▶ Text segment:
⟨
In turn, bands related to the vibrations of saturated esters C-C(=O)-O occur between 1240 and
1160 cm−1 (in our case approx. 1234–40 cm−1) [39], whereas for unsaturated esters, the vibrations are
more often generated at lower frequencies [9]. On the other hand, the O-C-O band originating from
primary alcohols appears in the region from 1100 to 1020 cm−1 (in our case approx. 1029–31 cm−1, as
mentioned above), whereas in the case of secondary alcohols, the band usually appears with the
maximum at approx. 1100 cm−1 (in our case 1090–1093 cm−1). Both types of esters descried above are
present in triglyceride particles. In the literature, the mentioned band (at approx. 1239–4 cm−1) has
been associated exclusively with out-of-plane bending vibrations of the methylene group [40].
Another two bands presented in Table 1 and Tables S1–S3 (in Supplementary Materials) (as
well as in Figures 1 and 2) are somewhat more difficult to identify: the maximum of the first band is
at approx. 1416–18 cm−1, and that of the second at approx. 1320 cm−1 (most likely a band broadening,
see Figures 1–4). The first group of vibrations with the maximum at approx. 1416–18 cm−1
(depending on the duration of the experiment) is often assigned to the vibrations of the methyl
groups in the aliphatic chains of the analyzed oils [36,40]. The second group of bands (most likely
band broadening or enhancement) with the maximum at approx. 1320 cm−1 (in all the samples—not
shown so as not to obscure the presentation) is observed simultaneously with the bands with the
maximum at approx. 980 cm−1 and lower wave numbers. It should be noted that the band at approx.
920 cm−1 (depending on duration of the experiment, i.e., more or less intensive), which appears in all
oil samples, is related to the stretching vibrations of cis-substituted olefin groups [35], or can be
connected with the vibrations of the vinyl group.
The oil samples examined at the initial stages of the experiment produced largely similar
spectra in the infrared range. Depending on the duration of the experiment (storage time,
irrespective of analogous storage conditions), the particular spectra started to reveal significant
differences in terms of the intensity and position of the respective bands (the shifts were not large
but very important; discussed further in the text). In each case, we observed the maximum
absorbance, which was clearly correlated to the particular storage conditions (i.e.,
duration/atmosphere and bottle color). All spectra in Figures 1–4 are shown analogically, and
indicate very evident ageing effects in the case of Moldavian dragonhead oil samples.
⟩
According to the passage on oil spectra, in what range do bands related to the vibrations of saturated esters occur? The items that follow have no connection to the passage on oil spectra.

▶ Data extract:
⟨
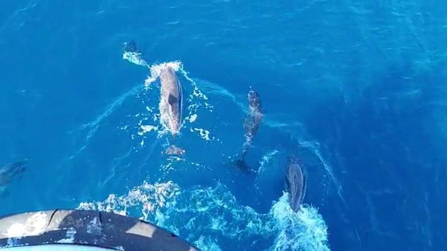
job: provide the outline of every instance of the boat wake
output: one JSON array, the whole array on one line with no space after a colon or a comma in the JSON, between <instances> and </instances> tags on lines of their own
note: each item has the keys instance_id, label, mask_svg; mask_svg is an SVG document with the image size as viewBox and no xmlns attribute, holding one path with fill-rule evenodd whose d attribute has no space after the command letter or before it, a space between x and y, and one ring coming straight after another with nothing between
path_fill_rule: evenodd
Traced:
<instances>
[{"instance_id":1,"label":"boat wake","mask_svg":"<svg viewBox=\"0 0 447 251\"><path fill-rule=\"evenodd\" d=\"M182 191L172 182L144 183L126 194L82 202L78 209L99 210L153 222L202 250L326 250L327 227L318 210L304 205L298 212L284 193L268 212L240 205L223 185ZM223 237L223 238L222 238ZM250 248L251 248L251 247Z\"/></svg>"}]
</instances>

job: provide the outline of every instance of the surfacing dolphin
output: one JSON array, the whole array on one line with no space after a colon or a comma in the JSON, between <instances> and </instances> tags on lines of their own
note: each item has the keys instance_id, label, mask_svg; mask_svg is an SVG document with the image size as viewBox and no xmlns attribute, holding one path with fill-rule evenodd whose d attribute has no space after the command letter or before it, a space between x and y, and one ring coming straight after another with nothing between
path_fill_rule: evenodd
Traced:
<instances>
[{"instance_id":1,"label":"surfacing dolphin","mask_svg":"<svg viewBox=\"0 0 447 251\"><path fill-rule=\"evenodd\" d=\"M250 87L247 96L248 98L248 114L244 118L242 122L244 126L244 135L245 136L245 141L242 145L241 158L234 162L236 166L243 171L250 170L245 163L245 155L247 154L248 148L251 146L253 138L258 132L259 126L264 117L264 114L262 113L261 97L259 94Z\"/></svg>"},{"instance_id":2,"label":"surfacing dolphin","mask_svg":"<svg viewBox=\"0 0 447 251\"><path fill-rule=\"evenodd\" d=\"M26 161L8 164L0 167L0 196L8 195L8 185L16 176L25 171Z\"/></svg>"},{"instance_id":3,"label":"surfacing dolphin","mask_svg":"<svg viewBox=\"0 0 447 251\"><path fill-rule=\"evenodd\" d=\"M248 115L244 119L244 132L245 141L242 146L242 159L244 159L248 148L251 146L253 138L259 129L259 126L262 122L264 114L262 113L262 104L261 97L251 88L248 91Z\"/></svg>"},{"instance_id":4,"label":"surfacing dolphin","mask_svg":"<svg viewBox=\"0 0 447 251\"><path fill-rule=\"evenodd\" d=\"M289 193L289 201L295 212L300 210L306 189L306 172L294 157L291 157L285 169L285 185Z\"/></svg>"},{"instance_id":5,"label":"surfacing dolphin","mask_svg":"<svg viewBox=\"0 0 447 251\"><path fill-rule=\"evenodd\" d=\"M183 108L181 85L175 71L169 66L162 69L160 81L162 87L159 109L162 119L174 135L180 132L181 127Z\"/></svg>"},{"instance_id":6,"label":"surfacing dolphin","mask_svg":"<svg viewBox=\"0 0 447 251\"><path fill-rule=\"evenodd\" d=\"M160 97L160 114L162 123L171 131L173 137L180 132L181 128L183 94L181 85L175 71L170 66L165 66L160 73L162 83ZM169 155L182 155L185 151L172 145L166 151Z\"/></svg>"}]
</instances>

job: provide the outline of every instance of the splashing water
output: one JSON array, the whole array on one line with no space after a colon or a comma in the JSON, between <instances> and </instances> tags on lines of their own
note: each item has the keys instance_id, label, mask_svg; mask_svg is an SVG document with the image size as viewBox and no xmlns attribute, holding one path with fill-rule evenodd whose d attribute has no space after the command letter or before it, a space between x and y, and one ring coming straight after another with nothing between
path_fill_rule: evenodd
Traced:
<instances>
[{"instance_id":1,"label":"splashing water","mask_svg":"<svg viewBox=\"0 0 447 251\"><path fill-rule=\"evenodd\" d=\"M171 182L145 183L127 194L104 201L83 202L79 209L138 217L183 236L202 250L327 250L327 228L317 209L304 205L296 213L284 193L267 213L239 204L227 188L196 187L181 191ZM139 212L138 212L139 211ZM221 236L225 236L222 238Z\"/></svg>"},{"instance_id":2,"label":"splashing water","mask_svg":"<svg viewBox=\"0 0 447 251\"><path fill-rule=\"evenodd\" d=\"M144 182L143 185L130 190L124 195L110 194L104 201L82 202L78 209L97 210L128 216L135 213L136 208L141 210L141 219L146 219L150 213L166 205L179 191L178 186L172 182L155 183Z\"/></svg>"},{"instance_id":3,"label":"splashing water","mask_svg":"<svg viewBox=\"0 0 447 251\"><path fill-rule=\"evenodd\" d=\"M213 112L214 107L209 103L208 97L200 90L196 81L189 77L188 73L184 69L181 62L180 61L173 61L150 65L142 58L142 54L138 52L124 51L123 53L122 58L134 64L147 67L149 68L150 75L147 77L144 81L144 85L146 89L151 88L152 83L155 82L160 77L162 70L167 67L172 68L176 72L180 73L182 76L191 84L193 90L187 100L187 101L189 103L187 104L188 115L184 118L182 123L182 127L186 123L193 124L196 122L198 117L198 110L201 106L204 106L209 112ZM161 100L160 101L161 102ZM159 105L159 107L161 106ZM170 132L169 127L164 122L164 121L167 121L168 120L167 119L167 116L168 115L167 113L163 112L162 111L160 111L160 112L159 114L154 115L154 119L153 120L154 122L158 121L163 127L163 129L156 130L158 132L158 137L160 137ZM141 126L141 125L140 125ZM154 130L154 131L155 130ZM151 130L143 130L139 133L139 135L142 135L150 131ZM205 130L204 131L208 131ZM200 136L204 138L204 136L202 133L201 133Z\"/></svg>"}]
</instances>

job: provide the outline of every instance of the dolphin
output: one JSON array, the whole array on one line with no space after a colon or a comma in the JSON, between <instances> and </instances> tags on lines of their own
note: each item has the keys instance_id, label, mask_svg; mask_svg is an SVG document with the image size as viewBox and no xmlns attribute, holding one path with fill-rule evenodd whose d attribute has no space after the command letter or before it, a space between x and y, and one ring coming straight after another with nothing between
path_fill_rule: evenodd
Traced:
<instances>
[{"instance_id":1,"label":"dolphin","mask_svg":"<svg viewBox=\"0 0 447 251\"><path fill-rule=\"evenodd\" d=\"M306 172L298 161L290 159L285 169L285 185L290 206L296 212L300 210L306 194Z\"/></svg>"},{"instance_id":2,"label":"dolphin","mask_svg":"<svg viewBox=\"0 0 447 251\"><path fill-rule=\"evenodd\" d=\"M162 68L160 81L162 82L159 104L161 119L174 136L180 132L181 127L183 109L181 85L175 71L169 66Z\"/></svg>"},{"instance_id":3,"label":"dolphin","mask_svg":"<svg viewBox=\"0 0 447 251\"><path fill-rule=\"evenodd\" d=\"M0 196L4 197L8 195L8 185L14 178L19 176L25 171L26 163L26 161L21 161L0 167Z\"/></svg>"},{"instance_id":4,"label":"dolphin","mask_svg":"<svg viewBox=\"0 0 447 251\"><path fill-rule=\"evenodd\" d=\"M264 114L262 112L262 104L261 97L251 88L248 91L248 115L244 119L244 132L245 141L242 146L242 160L245 158L248 151L248 148L253 142L253 138L259 129L259 126L262 122Z\"/></svg>"}]
</instances>

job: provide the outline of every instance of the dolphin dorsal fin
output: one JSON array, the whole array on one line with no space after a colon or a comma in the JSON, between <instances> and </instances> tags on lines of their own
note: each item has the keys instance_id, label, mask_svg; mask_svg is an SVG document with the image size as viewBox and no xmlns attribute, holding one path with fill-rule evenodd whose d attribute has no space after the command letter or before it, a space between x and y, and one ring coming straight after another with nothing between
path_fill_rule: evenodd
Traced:
<instances>
[{"instance_id":1,"label":"dolphin dorsal fin","mask_svg":"<svg viewBox=\"0 0 447 251\"><path fill-rule=\"evenodd\" d=\"M171 93L169 94L169 97L168 97L168 102L169 103L169 104L172 105L175 103L177 103L178 100L178 99L175 97L175 96Z\"/></svg>"}]
</instances>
⟩
▶ Exercise answer:
Between 1240 and 1160 cm−1